→ Short exercise:
Reproduce every one of the records below verbatim, changing nothing.

(Coordinate annotation records)
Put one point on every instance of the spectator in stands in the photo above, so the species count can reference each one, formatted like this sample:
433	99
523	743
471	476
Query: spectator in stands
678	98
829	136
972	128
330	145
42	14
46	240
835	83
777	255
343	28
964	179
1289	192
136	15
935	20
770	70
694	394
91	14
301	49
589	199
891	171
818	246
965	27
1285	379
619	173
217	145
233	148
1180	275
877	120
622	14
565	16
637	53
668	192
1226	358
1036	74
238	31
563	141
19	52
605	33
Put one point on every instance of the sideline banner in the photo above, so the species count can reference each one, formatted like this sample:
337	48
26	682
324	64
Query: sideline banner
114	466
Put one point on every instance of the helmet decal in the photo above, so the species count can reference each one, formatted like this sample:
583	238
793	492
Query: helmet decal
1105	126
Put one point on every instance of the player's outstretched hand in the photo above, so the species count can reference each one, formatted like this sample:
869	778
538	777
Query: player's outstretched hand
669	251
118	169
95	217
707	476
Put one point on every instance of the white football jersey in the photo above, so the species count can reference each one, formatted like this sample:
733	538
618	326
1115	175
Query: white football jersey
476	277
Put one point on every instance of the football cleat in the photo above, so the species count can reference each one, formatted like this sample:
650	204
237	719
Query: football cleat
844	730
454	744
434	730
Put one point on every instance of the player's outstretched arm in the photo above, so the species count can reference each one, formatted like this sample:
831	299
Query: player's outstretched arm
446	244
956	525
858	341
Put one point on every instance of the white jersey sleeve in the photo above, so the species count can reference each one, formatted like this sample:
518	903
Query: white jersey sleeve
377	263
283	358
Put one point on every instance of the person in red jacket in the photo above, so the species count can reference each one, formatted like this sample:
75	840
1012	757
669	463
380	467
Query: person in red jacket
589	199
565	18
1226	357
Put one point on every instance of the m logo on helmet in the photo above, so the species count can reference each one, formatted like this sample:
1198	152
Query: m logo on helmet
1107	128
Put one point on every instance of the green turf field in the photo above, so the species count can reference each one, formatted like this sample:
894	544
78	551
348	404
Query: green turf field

→ Solved exercise:
Put one point on every instance of the spectator in stands in the photo above, so the species count can reference each one, formatted like this sample:
433	99
523	743
471	476
Query: spectator in stands
678	98
829	136
972	128
330	145
42	14
46	240
835	83
777	255
343	28
964	179
1289	192
136	15
935	20
770	70
694	394
91	14
301	49
589	199
891	171
818	246
965	27
1285	379
619	173
217	145
233	148
1180	275
877	120
622	14
565	16
637	53
668	192
1226	358
1036	74
238	31
563	141
19	52
605	33
Put one point on every instance of the sideline banner in the photo above, so the species count can reference each one, formatted like this sample:
337	48
26	682
324	64
Query: sideline banner
114	466
Put one point on every instance of the helmet decal in the photo above, so the species count can reference each one, formatted like this sample:
583	238
793	492
Query: helmet decal
1105	126
Put one point on every instance of the player's outstretched hand in the photo above, so the species count can reference each one, formatted like this sample:
869	778
538	777
Query: player's outstretched hand
669	251
118	169
95	217
707	476
Put one point on every instance of the white football jersey in the photo above, so the species count can reference each one, formatted like this sample:
733	538
618	326
1115	175
Query: white football jersey
476	277
Put one point on every instance of the football cleat in the photo above, so the species count can reference each one, formatted like this sample:
650	204
237	719
Query: football cleat
844	730
454	744
434	730
Put one point on every instance of the player's outstretched arm in the photo above, so the species count can reference each one, formatted like this sample:
831	299
Query: player's outstretched arm
446	244
956	525
858	341
Put one point on every instance of the white jersey sleeve in the photo above, so the species count can reference each one, formatted like this sample:
518	903
Query: white jersey sleeve
377	263
283	358
Put one point on every instance of the person in red jacket in the photo above, so the species count can reference each one, formatted like this sample:
75	840
1012	757
669	463
380	467
Query: person in red jacket
589	199
565	18
1226	357
Put one point on every instance of the m logo on helmet in the photo above, so the species count can reference each one, formatted like this sample:
1198	152
Query: m logo on helmet
1107	128
Put one point on every instance of the green turf field in the photo above, so the species count can reference each one, formatted like this sample:
894	544
78	551
348	404
Query: green turf field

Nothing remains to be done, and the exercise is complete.